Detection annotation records
* BEGIN *
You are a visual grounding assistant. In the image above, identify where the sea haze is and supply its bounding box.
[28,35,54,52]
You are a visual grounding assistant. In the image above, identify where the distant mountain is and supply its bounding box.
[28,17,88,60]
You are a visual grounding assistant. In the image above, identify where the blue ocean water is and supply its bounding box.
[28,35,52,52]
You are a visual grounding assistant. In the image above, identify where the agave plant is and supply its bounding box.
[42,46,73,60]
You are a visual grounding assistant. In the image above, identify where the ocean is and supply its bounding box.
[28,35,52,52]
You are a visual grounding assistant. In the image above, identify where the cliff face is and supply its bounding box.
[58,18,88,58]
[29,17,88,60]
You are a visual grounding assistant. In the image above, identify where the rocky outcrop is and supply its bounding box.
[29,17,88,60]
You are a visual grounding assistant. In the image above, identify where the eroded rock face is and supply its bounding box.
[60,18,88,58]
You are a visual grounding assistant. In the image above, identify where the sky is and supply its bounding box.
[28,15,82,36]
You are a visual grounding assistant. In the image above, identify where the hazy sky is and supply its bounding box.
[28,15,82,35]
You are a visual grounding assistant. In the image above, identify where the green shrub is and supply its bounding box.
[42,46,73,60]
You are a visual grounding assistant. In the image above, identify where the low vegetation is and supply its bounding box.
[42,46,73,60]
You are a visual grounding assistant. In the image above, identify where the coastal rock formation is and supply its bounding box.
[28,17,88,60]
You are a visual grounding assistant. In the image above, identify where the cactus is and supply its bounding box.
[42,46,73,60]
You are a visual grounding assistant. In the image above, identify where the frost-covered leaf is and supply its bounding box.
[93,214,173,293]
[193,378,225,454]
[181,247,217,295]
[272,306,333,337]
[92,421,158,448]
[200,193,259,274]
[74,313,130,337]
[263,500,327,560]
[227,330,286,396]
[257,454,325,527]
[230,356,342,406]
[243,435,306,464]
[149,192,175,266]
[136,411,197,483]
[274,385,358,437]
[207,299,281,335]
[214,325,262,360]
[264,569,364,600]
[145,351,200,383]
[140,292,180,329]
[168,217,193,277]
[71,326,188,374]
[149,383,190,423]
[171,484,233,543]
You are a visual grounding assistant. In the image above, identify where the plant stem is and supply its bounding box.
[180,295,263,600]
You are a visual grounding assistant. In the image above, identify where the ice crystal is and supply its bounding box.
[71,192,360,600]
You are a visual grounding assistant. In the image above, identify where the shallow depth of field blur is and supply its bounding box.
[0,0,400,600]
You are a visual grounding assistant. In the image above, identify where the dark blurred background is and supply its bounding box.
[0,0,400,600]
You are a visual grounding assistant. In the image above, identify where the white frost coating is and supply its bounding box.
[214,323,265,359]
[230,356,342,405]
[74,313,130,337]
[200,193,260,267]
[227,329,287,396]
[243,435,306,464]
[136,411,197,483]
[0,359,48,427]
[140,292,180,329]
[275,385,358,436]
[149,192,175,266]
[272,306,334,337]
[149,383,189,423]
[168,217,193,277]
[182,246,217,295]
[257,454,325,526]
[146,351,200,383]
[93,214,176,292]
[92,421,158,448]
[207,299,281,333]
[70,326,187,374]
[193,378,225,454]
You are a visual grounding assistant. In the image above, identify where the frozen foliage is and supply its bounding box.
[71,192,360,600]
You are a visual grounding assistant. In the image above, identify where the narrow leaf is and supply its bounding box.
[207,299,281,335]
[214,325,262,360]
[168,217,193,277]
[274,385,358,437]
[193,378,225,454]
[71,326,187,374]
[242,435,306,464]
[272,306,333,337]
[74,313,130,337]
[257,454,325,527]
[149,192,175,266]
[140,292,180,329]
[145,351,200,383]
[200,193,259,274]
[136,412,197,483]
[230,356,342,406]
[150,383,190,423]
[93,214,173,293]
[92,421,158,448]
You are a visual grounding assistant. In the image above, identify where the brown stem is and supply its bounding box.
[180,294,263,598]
* END *
**Set exercise**
Output every record above exactly as it appears.

**Expected answer**
You are a visual grounding assistant. In the image above, identify where the sea haze is and supply its bounding box.
[28,35,54,52]
You are a visual grounding assistant. In the image above, identify where the distant mountain is and supply its bounding box.
[28,17,88,60]
You are a visual grounding assistant. In the image above, identify where the blue ocean water is and supply its bounding box.
[28,35,52,52]
You are a visual grounding assistant. In the image above, identify where the agave plant is and supply its bounding box.
[42,46,73,60]
You are a visual grounding assistant. In the image above, identify where the ocean is and supply its bounding box.
[28,35,52,52]
You are a visual grounding assistant. In the image above, identify where the cliff face is and supply its bounding box.
[58,18,88,58]
[29,17,88,60]
You are a visual grounding assistant. In the image above, identify where the rocky outcrop is and supply its bounding box.
[29,17,88,60]
You are a visual grounding assistant. In the image above, identify where the eroded rock face is and supply its bounding box.
[60,18,88,58]
You are a visual grounding assistant. In the image above, identify where the sky is and supply its bounding box.
[28,15,82,36]
You are a visual grounding assistant. In the image above, identify where the hazy sky is and supply its bounding box.
[28,15,82,35]
You are a visual grounding assistant. In the image above, identify where the green shrub is and supply its bounding box.
[42,46,73,60]
You are a visual grounding assistant. In the image above, identify where the low vegetation is and supply its bounding box.
[42,46,73,60]
You are a visual grounding assistant. In the image above, identify where the coastal rock formation is and supply its bounding box.
[28,17,88,60]
You are a visual grounding assistant. In the image above, identify where the cactus is and supply its bounding box.
[42,46,73,60]
You are a visual grounding assistant. In the image above, identify where the frost-covered leaf is and supply its bounding box.
[93,214,173,293]
[193,378,225,454]
[181,247,217,295]
[272,306,333,337]
[92,421,158,448]
[200,193,259,274]
[74,313,130,337]
[263,500,327,560]
[227,330,286,396]
[257,454,325,527]
[230,356,342,406]
[243,435,306,464]
[149,192,175,266]
[136,411,197,483]
[274,385,358,437]
[207,299,281,335]
[214,325,262,360]
[264,569,364,600]
[145,351,200,383]
[140,292,180,329]
[168,217,193,277]
[71,326,188,374]
[149,383,190,423]
[171,484,233,543]
You are a visual grounding assistant. In the image above, identify where the plant stem is and supply its bounding box.
[180,295,263,600]
You are a visual grounding assistant. In the image above, identify where the ice crystal is and supply its bounding box.
[71,192,360,600]
You are a visual grounding assistant. In the image above, identify where the shallow depth of field blur is and supply its bounding box.
[0,0,400,600]
You are a visual grounding assistant. In the image above, identify where the dark blurred background is and supply its bounding box.
[0,0,400,600]
You are a visual grounding assistant. In the image above, identify where the white frost coating is and supply its bounding box.
[214,323,265,359]
[230,356,342,405]
[74,313,130,337]
[200,193,260,267]
[227,329,287,396]
[243,435,306,464]
[136,411,197,483]
[0,359,48,427]
[140,292,180,329]
[275,385,358,436]
[149,192,175,266]
[272,306,334,337]
[149,383,189,423]
[168,217,193,277]
[182,246,217,295]
[257,454,325,526]
[146,351,200,383]
[93,214,176,292]
[92,421,158,448]
[207,299,281,333]
[70,326,187,374]
[193,378,225,454]
You are a visual grounding assistant. In the image above, identify where the frozen foliage is and supply its bounding box.
[71,192,360,600]
You are a visual grounding assistant. In the image above, identify where the narrow leaf is and supply its bounding box.
[207,299,281,335]
[214,325,262,360]
[168,217,193,277]
[274,385,358,437]
[193,378,225,454]
[71,326,187,374]
[242,435,306,464]
[272,306,333,337]
[74,313,130,337]
[257,454,325,527]
[149,192,175,266]
[140,292,180,329]
[145,351,200,383]
[200,193,259,274]
[136,412,197,483]
[230,356,342,406]
[150,383,190,423]
[93,214,173,293]
[92,421,158,448]
You are a visual grounding assistant. In the image above, identify where the brown stem is and supply its bounding box.
[180,294,263,598]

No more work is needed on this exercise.